● **Quoted passage**:
* * * *

I'd take a lesson at each maybe? Actually, I wouldn't take one at the first barn (windmill) that charges $75 for an assessment, but the other two. It's hard to compare otherwise. You might also think about how much you want to show since the prices at NTEC were nearly $400 before you pay entry and class fees. Maybe Treeline is better or maybe that's normal?


----------



## B3llatrix (Oct 31, 2013)

Viranh said:


> I'd take a lesson at each maybe? Actually, I wouldn't take one at the first barn (windmill) that charges $75 for an assessment, but the other two. It's hard to compare otherwise. You might also think about how much you want to show since the prices at NTEC were nearly $400 before you pay entry and class fees. Maybe Treeline is better or maybe that's normal?


I would like to take a lesson at each but problem is, my parents don't think hobbies are all that important and won't keep taking me place to place just to try some place out. So I kinda have to choose one and stick with it I don't think I will go for windmill be aide they don't jump correctly. Ntec I probably won't since show fees are so high... I will call treeline tomorrow and see what they charge for everything...
_Posted via Mobile Device_


----------



## ~*~anebel~*~ (Aug 21, 2008)

Those fees seem quite normal?? Where I am at board at a decent place STARTS at $700/mo and I pay well over that for full service board.

$70 for a 1 hr private lesson is quite standard. And use of horse, if it's a schoolie, you bet it's going to be at least $100/day plus travel/upkeep/hay/etc...
The first place looks geared towards beginners and eventing, the second and third places looks geared towards h/j. But the prices are pretty normal for a competitive barn.


----------



## Viranh (Apr 7, 2013)

Anebel, I'm glad I don't live where you do!! I knew what city board prices were like, but I didn't realize that a single horse show on a schoolie would cost almost what I paid for my horse (when you count entry/class/stall fees). :shock: So glad I have my own horse and trailer. 

Anyway, OP, the show rates are what they are in your area, so maybe call and talk to both trainers so you can make sure you'll work well together.


----------



## Saskia (Aug 26, 2009)

Tell your parents Treeline is cheaper (if it is) but you'd like to give NTEC a go too, and they have a free lesson coupon on their webpage so it's a free try. Parents love free things.

* * * *

● **Information supplied**:
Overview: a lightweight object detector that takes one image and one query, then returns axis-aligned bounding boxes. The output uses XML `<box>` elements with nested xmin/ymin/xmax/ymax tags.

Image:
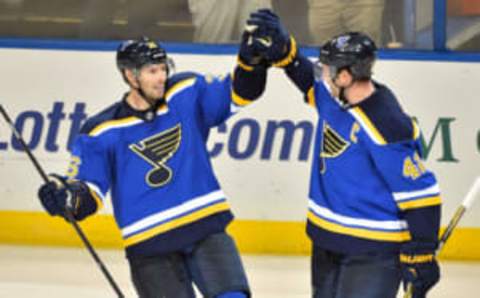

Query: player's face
<box><xmin>138</xmin><ymin>63</ymin><xmax>167</xmax><ymax>99</ymax></box>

* * * *

● **Set task A**:
Please copy the thread on riding barn costs above, from "## ~*~anebel~*~ (Aug" up to and including "a competitive barn.".
● **Set task B**:
Pick up the thread on riding barn costs after its final post and carry it further.

● **Task result A**:
## ~*~anebel~*~ (Aug 21, 2008)

Those fees seem quite normal?? Where I am at board at a decent place STARTS at $700/mo and I pay well over that for full service board.

$70 for a 1 hr private lesson is quite standard. And use of horse, if it's a schoolie, you bet it's going to be at least $100/day plus travel/upkeep/hay/etc...
The first place looks geared towards beginners and eventing, the second and third places looks geared towards h/j. But the prices are pretty normal for a competitive barn.

● **Task result B**:
I like the look of NTEC's riding more. Their show costs aren't cheap, but I don't think they're too high. Like $75 a day horse hire isn't too bad (IMO). Transport $100... well what do you expect really? You're not just paying for petrol, but use of the car/float and the time of whoever is driving. If I paid someone to drive my horse anywhere I'd be looking at that as minimum, when you put in time and fuel. 

Saying all that, I think a "feel" of a place can be very important too, and Treeline to me sounds like it might be a bit more relaxed. 

It really would be best to check them both out and decide where you would be most comfortable.


----------



## beverleyy (Oct 26, 2011)

I think even if you are not able to take a trial lesson at each, you should at the very least go meet with the coaches and tour the barns, and see if you can meet the other students and sit in on a few lessons. That way you can at least get a feel for how things are done before you chose a place to start lessoning at. =)


----------



## B3llatrix (Oct 31, 2013)

So I am almost positive that I will be going to NTEC. I contacted an old friend of mine who helped me with horse riding decisions before. So went to NTEC as a child before she moved farther away from it. Its one of the best stables in all of Texas! The lesson prices are pretty good so Im pretty sure I will like it there. Hopefully I can sign up soon!


----------



## Cynical25 (Mar 7, 2013)

Welcome, fellow Dallas-ite! I'd highly recommend visiting any stable you're considering. Meet the people, see how the horses and facilities are cared for. If you can swing a lesson or two at each, try it. You may mesh with one instructor over another.

Full care in Dallas with the bare minimum in amenities starts at $400/mo, $550-800 if there is an an indoor arena. Lessons with a high level instructor will be $45-90/hr unless you buy a package.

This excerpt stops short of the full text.